*** RECORDS FOR THE TASK ***

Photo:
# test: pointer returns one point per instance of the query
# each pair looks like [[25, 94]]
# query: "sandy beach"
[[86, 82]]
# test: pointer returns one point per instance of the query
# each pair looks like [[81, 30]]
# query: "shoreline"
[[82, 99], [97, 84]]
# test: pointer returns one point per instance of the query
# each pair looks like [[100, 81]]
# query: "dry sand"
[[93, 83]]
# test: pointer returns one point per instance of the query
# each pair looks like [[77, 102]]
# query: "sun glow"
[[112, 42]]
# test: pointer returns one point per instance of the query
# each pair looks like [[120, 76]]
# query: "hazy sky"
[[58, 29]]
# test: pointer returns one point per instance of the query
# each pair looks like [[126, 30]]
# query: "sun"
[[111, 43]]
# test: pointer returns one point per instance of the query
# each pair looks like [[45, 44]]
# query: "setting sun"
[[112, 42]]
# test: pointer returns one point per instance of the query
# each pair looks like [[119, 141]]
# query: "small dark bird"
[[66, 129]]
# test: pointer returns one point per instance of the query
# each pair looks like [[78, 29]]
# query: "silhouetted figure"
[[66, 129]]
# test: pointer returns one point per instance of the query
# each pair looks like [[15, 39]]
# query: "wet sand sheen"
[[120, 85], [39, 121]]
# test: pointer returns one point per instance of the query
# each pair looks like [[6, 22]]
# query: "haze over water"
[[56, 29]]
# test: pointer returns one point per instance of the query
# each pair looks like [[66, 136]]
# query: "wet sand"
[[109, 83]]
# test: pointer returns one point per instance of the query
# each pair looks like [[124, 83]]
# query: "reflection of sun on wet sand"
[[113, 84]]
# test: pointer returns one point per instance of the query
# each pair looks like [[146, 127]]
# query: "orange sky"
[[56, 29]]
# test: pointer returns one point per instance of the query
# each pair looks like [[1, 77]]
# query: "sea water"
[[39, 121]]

*** End of RECORDS FOR THE TASK ***

_WORK TO COMPLETE_. The output must consist solely of the lines from the one containing "# each pair looks like [[124, 83]]" through the end of the listing, unaltered.

_TASK RESULT_.
# each pair looks like [[124, 83]]
# query: "reflection of sun on wet sand"
[[113, 84]]
# test: pointer returns one point per instance of the query
# each pair looks like [[146, 127]]
# query: "orange sky"
[[56, 29]]
# test: pointer returns one point per instance of the query
# each pair looks like [[1, 77]]
# query: "sea water"
[[39, 121]]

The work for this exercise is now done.